==== Data in this exercise ====

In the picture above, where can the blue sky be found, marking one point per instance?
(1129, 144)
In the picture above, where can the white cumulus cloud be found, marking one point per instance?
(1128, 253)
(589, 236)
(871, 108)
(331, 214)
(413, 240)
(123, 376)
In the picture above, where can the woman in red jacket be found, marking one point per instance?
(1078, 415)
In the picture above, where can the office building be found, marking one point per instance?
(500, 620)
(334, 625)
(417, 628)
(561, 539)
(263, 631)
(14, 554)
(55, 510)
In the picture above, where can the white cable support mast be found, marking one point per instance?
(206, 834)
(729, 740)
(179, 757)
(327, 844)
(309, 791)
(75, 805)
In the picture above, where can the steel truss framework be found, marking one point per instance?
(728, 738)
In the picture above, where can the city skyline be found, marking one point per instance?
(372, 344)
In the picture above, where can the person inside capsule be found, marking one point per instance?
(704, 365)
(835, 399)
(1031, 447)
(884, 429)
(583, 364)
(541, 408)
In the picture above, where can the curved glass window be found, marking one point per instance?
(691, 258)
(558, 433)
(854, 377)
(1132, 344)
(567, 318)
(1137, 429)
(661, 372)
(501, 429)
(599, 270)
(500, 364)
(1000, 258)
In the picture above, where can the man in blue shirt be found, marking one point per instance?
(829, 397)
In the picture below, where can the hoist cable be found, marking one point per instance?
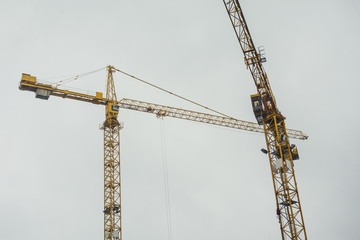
(176, 95)
(76, 77)
(166, 179)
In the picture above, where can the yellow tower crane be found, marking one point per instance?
(281, 153)
(111, 127)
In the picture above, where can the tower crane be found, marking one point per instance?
(281, 154)
(112, 127)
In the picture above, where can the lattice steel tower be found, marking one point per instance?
(281, 153)
(112, 177)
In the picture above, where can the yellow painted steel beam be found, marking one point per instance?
(157, 109)
(278, 146)
(165, 111)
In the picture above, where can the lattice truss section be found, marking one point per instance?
(112, 193)
(285, 186)
(251, 57)
(165, 111)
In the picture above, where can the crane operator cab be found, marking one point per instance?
(294, 152)
(112, 110)
(257, 108)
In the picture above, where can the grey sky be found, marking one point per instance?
(51, 173)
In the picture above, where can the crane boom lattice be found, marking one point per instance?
(279, 150)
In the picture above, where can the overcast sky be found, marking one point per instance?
(51, 166)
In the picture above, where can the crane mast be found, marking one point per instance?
(112, 127)
(112, 178)
(279, 150)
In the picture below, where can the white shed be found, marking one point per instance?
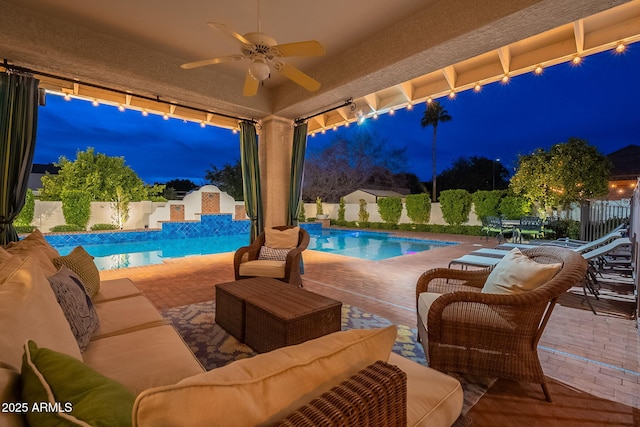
(370, 196)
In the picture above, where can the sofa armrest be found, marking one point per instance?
(377, 395)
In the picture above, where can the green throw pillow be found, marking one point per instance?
(63, 391)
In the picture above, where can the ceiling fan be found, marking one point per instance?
(265, 54)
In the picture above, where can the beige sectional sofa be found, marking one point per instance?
(136, 367)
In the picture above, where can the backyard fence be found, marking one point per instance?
(599, 217)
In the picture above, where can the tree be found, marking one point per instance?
(433, 115)
(348, 163)
(98, 175)
(473, 174)
(227, 179)
(573, 171)
(178, 187)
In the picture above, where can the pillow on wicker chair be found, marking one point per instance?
(273, 254)
(81, 263)
(516, 273)
(282, 239)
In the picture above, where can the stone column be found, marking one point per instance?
(275, 142)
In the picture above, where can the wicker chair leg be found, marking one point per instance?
(545, 389)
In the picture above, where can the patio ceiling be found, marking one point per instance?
(382, 54)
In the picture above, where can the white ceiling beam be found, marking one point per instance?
(578, 30)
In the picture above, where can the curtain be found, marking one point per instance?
(251, 177)
(18, 120)
(297, 172)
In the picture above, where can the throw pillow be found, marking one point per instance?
(273, 254)
(281, 239)
(517, 273)
(78, 394)
(76, 305)
(29, 310)
(82, 264)
(267, 387)
(35, 240)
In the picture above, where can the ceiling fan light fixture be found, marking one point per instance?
(259, 70)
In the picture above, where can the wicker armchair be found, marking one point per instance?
(492, 335)
(289, 272)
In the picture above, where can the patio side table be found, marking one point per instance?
(289, 317)
(230, 301)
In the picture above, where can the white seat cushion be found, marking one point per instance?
(263, 268)
(516, 273)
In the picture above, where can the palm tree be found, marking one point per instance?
(434, 114)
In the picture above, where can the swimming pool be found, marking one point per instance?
(368, 245)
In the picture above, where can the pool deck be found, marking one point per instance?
(597, 354)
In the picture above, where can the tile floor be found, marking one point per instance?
(598, 354)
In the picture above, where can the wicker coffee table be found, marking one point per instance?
(231, 296)
(287, 317)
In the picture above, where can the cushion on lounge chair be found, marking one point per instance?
(517, 273)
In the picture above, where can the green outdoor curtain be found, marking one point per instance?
(297, 172)
(18, 120)
(251, 177)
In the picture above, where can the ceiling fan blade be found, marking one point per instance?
(297, 76)
(212, 61)
(250, 85)
(229, 32)
(308, 48)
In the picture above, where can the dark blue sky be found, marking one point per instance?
(597, 101)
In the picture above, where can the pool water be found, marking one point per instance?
(372, 246)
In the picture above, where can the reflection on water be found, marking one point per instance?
(360, 244)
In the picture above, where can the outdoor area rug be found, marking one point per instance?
(214, 347)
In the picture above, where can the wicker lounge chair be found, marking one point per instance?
(287, 270)
(491, 335)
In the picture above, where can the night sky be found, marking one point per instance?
(597, 101)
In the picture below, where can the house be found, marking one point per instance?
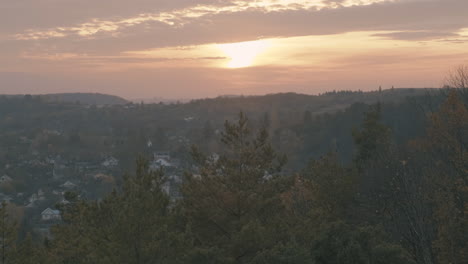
(110, 162)
(68, 185)
(161, 155)
(5, 179)
(50, 215)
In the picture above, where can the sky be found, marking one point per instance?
(206, 48)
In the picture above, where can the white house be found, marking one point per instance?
(68, 185)
(110, 162)
(5, 178)
(49, 215)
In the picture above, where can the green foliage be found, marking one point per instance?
(130, 225)
(233, 205)
(372, 138)
(8, 236)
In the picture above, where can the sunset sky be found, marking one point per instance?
(206, 48)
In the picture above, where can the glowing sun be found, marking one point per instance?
(243, 54)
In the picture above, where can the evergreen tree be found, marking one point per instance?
(8, 236)
(233, 204)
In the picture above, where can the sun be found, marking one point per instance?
(243, 54)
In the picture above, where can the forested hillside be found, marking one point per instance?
(346, 177)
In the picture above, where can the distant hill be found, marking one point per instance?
(86, 98)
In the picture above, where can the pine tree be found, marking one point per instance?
(233, 204)
(8, 236)
(130, 225)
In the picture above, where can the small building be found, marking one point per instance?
(51, 215)
(110, 162)
(5, 179)
(68, 185)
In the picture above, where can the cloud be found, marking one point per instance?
(412, 20)
(417, 35)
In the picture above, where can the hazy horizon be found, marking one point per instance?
(206, 48)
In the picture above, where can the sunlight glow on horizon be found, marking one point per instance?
(243, 54)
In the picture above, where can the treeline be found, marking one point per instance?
(394, 203)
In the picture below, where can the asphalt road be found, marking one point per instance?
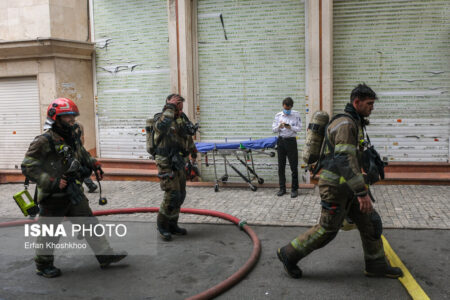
(211, 253)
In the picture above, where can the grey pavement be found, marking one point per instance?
(400, 206)
(210, 253)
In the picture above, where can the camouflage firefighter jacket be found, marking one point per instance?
(173, 137)
(46, 166)
(346, 136)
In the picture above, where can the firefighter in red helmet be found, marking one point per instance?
(47, 162)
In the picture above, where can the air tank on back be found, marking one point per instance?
(315, 136)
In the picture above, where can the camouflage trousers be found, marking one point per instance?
(337, 203)
(52, 211)
(174, 188)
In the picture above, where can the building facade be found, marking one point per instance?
(234, 61)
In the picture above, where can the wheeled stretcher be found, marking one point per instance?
(243, 152)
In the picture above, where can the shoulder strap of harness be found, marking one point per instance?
(327, 142)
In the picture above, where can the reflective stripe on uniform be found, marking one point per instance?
(329, 176)
(356, 182)
(339, 125)
(301, 246)
(28, 160)
(345, 148)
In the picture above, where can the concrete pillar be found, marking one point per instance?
(181, 52)
(320, 55)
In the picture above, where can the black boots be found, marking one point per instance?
(281, 192)
(48, 271)
(162, 223)
(90, 184)
(289, 266)
(174, 229)
(294, 193)
(168, 227)
(106, 260)
(381, 268)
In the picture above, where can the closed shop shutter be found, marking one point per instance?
(132, 66)
(251, 56)
(400, 49)
(19, 119)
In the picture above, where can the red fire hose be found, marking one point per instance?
(215, 290)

====

Take the line with "In the picture above, where can the concrete" and every line after it in the data, and please reproduce them exactly, leaving out all other lines.

In the picture above, where can the concrete pillar be found, marking one point per instance?
(181, 52)
(320, 55)
In the picture above, where can the black boots be found, marking one point per instance?
(281, 192)
(48, 271)
(162, 223)
(90, 184)
(289, 266)
(174, 229)
(294, 193)
(168, 227)
(106, 260)
(381, 268)
In the picture above, where can the closed shop shutter be found, marking one point per instance?
(132, 66)
(251, 56)
(400, 49)
(19, 119)
In the picture above, where can the red fire hose be found, marking one point per instance?
(215, 290)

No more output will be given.